- Extract provided:
- Opening Delimiter -
Beginners Guide To Deep Reinforcement Learning

Published in

Abacus.AI Blog (Formerly RealityEngines.AI)

6 min readMar 23, 2020

Before we begin, it’s important to make a distinction between the two techniques in question — Deep Learning (DL) and Reinforcement Learning (RL). By imitating the processes in the human brain, DL uses neural networks to discover patterns in data and make decisions. RL, on the other hand, is about software agents learning how to act in an environment in order to maximize a certain reward. When the two are brought together,the magic begins. Also called Deep Reinforcement Learning (DRL), its algorithms are capable of feats such as beating the world champions at Go.

How does Reinforcement Learning work?

RL is a subset of Machine Learning, along with Supervised and Unsupervised learning. Supervised Learning trains on data that has both inputs and the correct inputs already in place. The goal is then to predict outputs for future cases. Unsupervised Learning, on the other hand, is used in order to detect hidden patterns and structures in data when little is known about it.

RL takes a third approach which, simply put, works like using a carrot and stick with a computer program. The program can make certain “moves” that bring rewards, while others take them away. To be precise, the mathematical framework describing RL is called a Markov Decision Process. In this framework, an agent (our software) is located in an environment where it can make certain actions. By observing its surroundings, the agent performs actions that change the current state and grant or take away rewards.
- Closing Delimiter -
- Segmentation mask data:
- Opening Delimiter -
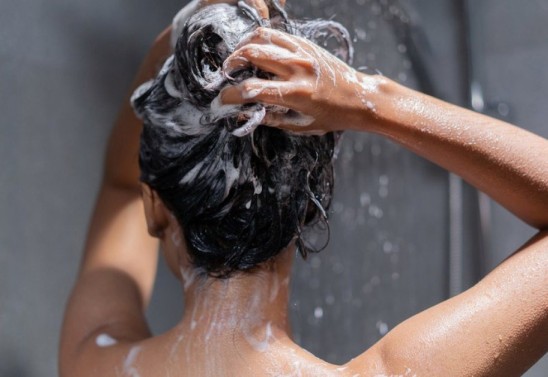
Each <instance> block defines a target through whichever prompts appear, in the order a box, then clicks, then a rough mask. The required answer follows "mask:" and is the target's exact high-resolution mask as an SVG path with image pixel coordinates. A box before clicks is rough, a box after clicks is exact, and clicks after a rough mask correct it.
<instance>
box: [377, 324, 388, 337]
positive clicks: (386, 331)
mask: <svg viewBox="0 0 548 377" xmlns="http://www.w3.org/2000/svg"><path fill="white" fill-rule="evenodd" d="M377 330H379V334H381V335H386V333H387V332H388V325H387V324H386V323H384V322H383V321H378V322H377Z"/></svg>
- Closing Delimiter -
- Problems to solve:
• A. In the deep reinforcement learning guide, what is the mathematical framework that describes RL called?
• B. Carry the deep reinforcement learning guide forward from its final sentence.
The data above is not required.

- Responses to the tasks:
• A. A Markov Decision Process.

• B.
Actions can mean things like moving a chess piece on the board or turning left in an autonomous car. Rewards are the values that we want our algorithm to maximize. In chess, rewards are the captured pieces and, ultimately, checkmate. For an autonomous car, the values are completely different — the main goal is to reach point B from point A in the shortest amount of time while ensuring the safety of the passengers.

Generally speaking, there are three main ways to approach RL problems:

Policy based. A policy is an exact way the agent performs a certain task, so in this approach, the focus is on finding the optimal policy among all available ones.
Value based. The focus is to find the optimal value and maximize the cumulative reward.
Action based. The focus is on what optimal actions to take at each step

RL techniques are powerful on their own, however, the addition of DL makes it possible to solve a much broader set of problems. A DRL agent, for example, can successfully learn from visual perceptual inputs made up of thousands of pixels. This opens up the possibility to mimic human problem solving capabilities, even in high-dimensional space.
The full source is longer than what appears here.